RECORD SET START

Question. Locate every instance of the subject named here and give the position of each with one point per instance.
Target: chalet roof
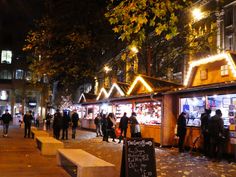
(152, 84)
(87, 97)
(228, 56)
(103, 91)
(121, 87)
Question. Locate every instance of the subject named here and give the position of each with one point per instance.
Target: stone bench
(38, 133)
(84, 164)
(48, 145)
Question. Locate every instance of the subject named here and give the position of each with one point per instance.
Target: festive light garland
(118, 88)
(211, 59)
(103, 90)
(139, 78)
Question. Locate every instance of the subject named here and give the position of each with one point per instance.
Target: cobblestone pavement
(169, 162)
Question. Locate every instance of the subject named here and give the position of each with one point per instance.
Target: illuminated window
(6, 56)
(28, 76)
(203, 74)
(224, 70)
(19, 74)
(5, 74)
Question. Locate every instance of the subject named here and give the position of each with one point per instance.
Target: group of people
(61, 123)
(212, 131)
(106, 126)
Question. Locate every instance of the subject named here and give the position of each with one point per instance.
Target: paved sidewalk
(19, 157)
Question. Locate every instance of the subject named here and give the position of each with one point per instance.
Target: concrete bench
(48, 145)
(84, 163)
(37, 133)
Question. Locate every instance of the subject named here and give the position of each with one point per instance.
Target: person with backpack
(181, 130)
(28, 121)
(98, 124)
(205, 118)
(6, 118)
(74, 120)
(216, 132)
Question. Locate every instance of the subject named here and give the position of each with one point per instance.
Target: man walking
(74, 120)
(6, 118)
(123, 126)
(28, 121)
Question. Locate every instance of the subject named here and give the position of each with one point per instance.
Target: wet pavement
(19, 157)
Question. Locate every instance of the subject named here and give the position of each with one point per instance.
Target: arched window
(5, 74)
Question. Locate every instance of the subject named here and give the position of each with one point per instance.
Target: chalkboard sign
(138, 158)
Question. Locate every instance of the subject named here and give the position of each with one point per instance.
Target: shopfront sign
(138, 158)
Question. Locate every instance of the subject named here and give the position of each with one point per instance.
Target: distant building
(16, 93)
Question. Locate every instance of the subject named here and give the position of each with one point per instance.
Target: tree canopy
(67, 43)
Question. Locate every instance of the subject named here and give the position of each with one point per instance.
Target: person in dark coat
(205, 118)
(104, 127)
(181, 130)
(216, 132)
(123, 126)
(6, 118)
(65, 126)
(57, 124)
(74, 120)
(48, 121)
(28, 121)
(111, 126)
(98, 123)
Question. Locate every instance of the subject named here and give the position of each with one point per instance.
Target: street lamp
(107, 69)
(134, 49)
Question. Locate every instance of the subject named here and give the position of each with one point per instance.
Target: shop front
(210, 84)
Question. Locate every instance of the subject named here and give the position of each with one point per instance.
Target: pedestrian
(6, 118)
(98, 124)
(65, 126)
(48, 121)
(74, 120)
(28, 121)
(134, 126)
(104, 127)
(57, 124)
(205, 118)
(123, 126)
(37, 121)
(216, 132)
(181, 130)
(111, 123)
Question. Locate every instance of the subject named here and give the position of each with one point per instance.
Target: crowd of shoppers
(212, 132)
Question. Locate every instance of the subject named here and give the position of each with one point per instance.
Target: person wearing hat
(6, 118)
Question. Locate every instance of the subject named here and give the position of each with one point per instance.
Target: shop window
(19, 74)
(6, 56)
(28, 76)
(229, 42)
(5, 74)
(194, 107)
(203, 74)
(148, 112)
(224, 70)
(229, 17)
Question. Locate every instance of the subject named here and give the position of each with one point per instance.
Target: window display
(121, 108)
(148, 112)
(195, 107)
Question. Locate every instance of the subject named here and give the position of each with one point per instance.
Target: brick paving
(19, 157)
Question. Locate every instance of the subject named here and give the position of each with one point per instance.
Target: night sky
(16, 19)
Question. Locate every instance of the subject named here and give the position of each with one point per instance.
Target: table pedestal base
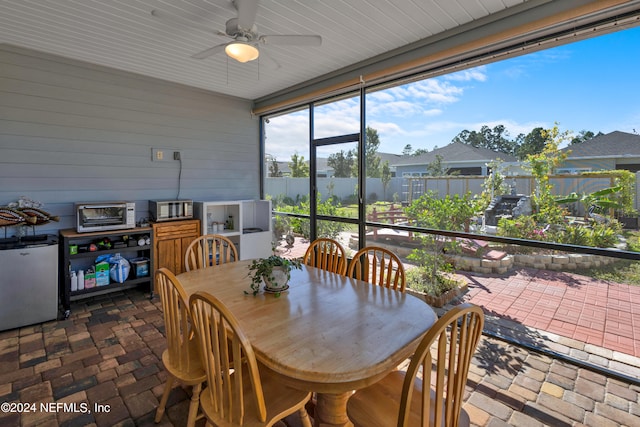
(331, 410)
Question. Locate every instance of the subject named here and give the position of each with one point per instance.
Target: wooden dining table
(326, 333)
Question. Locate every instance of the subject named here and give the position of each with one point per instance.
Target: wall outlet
(158, 155)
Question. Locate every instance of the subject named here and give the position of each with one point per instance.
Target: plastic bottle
(74, 281)
(80, 280)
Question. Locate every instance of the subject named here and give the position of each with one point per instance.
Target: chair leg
(304, 417)
(194, 405)
(165, 396)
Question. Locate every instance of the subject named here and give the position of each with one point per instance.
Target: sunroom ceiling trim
(515, 31)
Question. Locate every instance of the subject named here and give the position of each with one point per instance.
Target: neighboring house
(326, 171)
(456, 157)
(615, 150)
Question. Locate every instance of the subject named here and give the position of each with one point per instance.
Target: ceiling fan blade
(208, 52)
(185, 20)
(247, 10)
(291, 40)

RECORD SET END

Would you transcribe all of the data exactly, omitting any pictures?

### TASK RESPONSE
Question. Locate every instance of the subject named here and give the position of each with one point per instance.
Target: chalet roof
(152, 84)
(87, 97)
(228, 56)
(103, 91)
(121, 87)
Question. Locate every instance of the subject named here and give the position of each with one point per instance.
Target: stone bench
(38, 133)
(84, 164)
(48, 145)
Question. Locate every instance of the subject named here and give the position of each with one point per instance.
Target: festive light garland
(118, 88)
(211, 59)
(103, 90)
(139, 78)
Question. Locate every instance of the subject named here and give the position of each with one point per instance.
Target: cobblestone pavement
(169, 162)
Question. Locate every instance of the subject named here and give the position of each with one point per instance.
Target: illuminated window
(6, 56)
(28, 76)
(203, 74)
(224, 70)
(19, 74)
(5, 74)
Question. Locate every instance of the subject named here and give the position of each with one point per instance.
Target: group of people
(61, 123)
(212, 131)
(106, 126)
Question. Locate every instance of the subject named here and give the position of each with one point per instance.
Target: paved sidewalk
(19, 157)
Question. Locate every instance of the subject named here and give the position of each with one point per instance.
Target: concrete bench
(48, 145)
(84, 163)
(37, 133)
Question. Locate every instance of the subject named here and give the position of each with one point per instance.
Target: person with backpack
(181, 130)
(28, 121)
(98, 124)
(205, 118)
(6, 118)
(74, 120)
(216, 132)
Question. Locate every instance of the subject named here and give the position of each with one point per instance.
Target: man walking
(74, 120)
(6, 118)
(123, 126)
(28, 121)
Question. Locate every instance of the subject named here and give the position of each with one point per instance.
Target: wet pavement
(19, 157)
Question. Locate every instance of the subject named here and give the position of each with one point per instance.
Target: arched window
(5, 74)
Question. Locate every instance of the subject named here and give the position of each with one point per instance.
Target: chalkboard sign
(138, 158)
Question. Locate every instance of the subject named here and give the position of each with one point per instance.
Target: shopfront sign
(138, 158)
Question. Locate every instance of the subject named here and give the position of each with one point per instance.
Target: distant building
(16, 93)
Question. Locate every instance of the subject named here and give the position of each with one point per instance.
Target: tree canopy
(67, 43)
Question. Locate every instance of the subject named here and give the position of each with one point per instance.
Target: person in dark coat
(205, 118)
(104, 127)
(181, 130)
(216, 132)
(123, 126)
(6, 118)
(65, 126)
(57, 124)
(74, 120)
(48, 121)
(28, 121)
(111, 126)
(98, 123)
Question. Locate every instance of the subject named here and give the position of each with one point per instance.
Target: street lamp
(107, 69)
(134, 49)
Question. Locate every instance of the subject named here and give the position of each with one point per instance.
Target: shop front
(210, 84)
Question. Locate every instance of the subject named here and give the position of each with one point per instance.
Target: pedestrian
(6, 118)
(98, 124)
(65, 126)
(48, 121)
(74, 120)
(28, 121)
(134, 126)
(104, 127)
(57, 124)
(205, 118)
(123, 126)
(37, 121)
(216, 132)
(181, 130)
(111, 123)
Question. Locate every instance of the subject named here and give the position of each with one point per instance.
Target: crowd of shoppers
(212, 132)
Question. Locate every instance of the subject named here and give the position of each with one point per instance.
Target: person wearing hat
(6, 118)
Question. Locate every instance of the subject named here and give the position of each with one point per instance.
Target: shop window
(19, 74)
(6, 56)
(28, 76)
(229, 42)
(5, 74)
(194, 107)
(203, 74)
(148, 112)
(224, 70)
(229, 17)
Question. Locate every instance of the subject named here and give the position of each with one point per instance.
Target: window display
(121, 108)
(148, 112)
(195, 107)
Question. Locate every instance of the subject named here and give the position of each with one point per instance.
Target: brick paving
(19, 157)
Question. Locate every instance of the subject named here and give the position of each with one point per instance.
Target: night sky
(16, 19)
Question. Locate every instance of the subject named here and give the position of each with one point per instance.
Target: table pedestal base
(331, 410)
Question. Locate every instance of the subject named here and give the position of each with one point per instance.
Target: wooden dining table
(326, 333)
Question. Locate every instance of the subject named here and give the position of each with one point per instance.
Target: wall outlet
(158, 155)
Question. Locate every instance of the subject named here and give the position of each with one point per instance.
Target: plastic bottle
(74, 281)
(80, 280)
Question. Locate every instance of the subject named here and give the position of each with one point per instance.
Target: chair leg
(304, 417)
(194, 405)
(165, 396)
Question. Locate every instance of the subject named here and give the position of each with one point per instance.
Target: sunroom ceiling trim
(515, 31)
Question. Locate every instance of the subject named here and give the position of each with one point per instance.
Target: neighboring house
(326, 171)
(456, 157)
(615, 150)
Question. Locate every instance of the subject named here and give the position of each with one point per instance.
Target: ceiling fan blade
(208, 52)
(185, 20)
(247, 10)
(291, 40)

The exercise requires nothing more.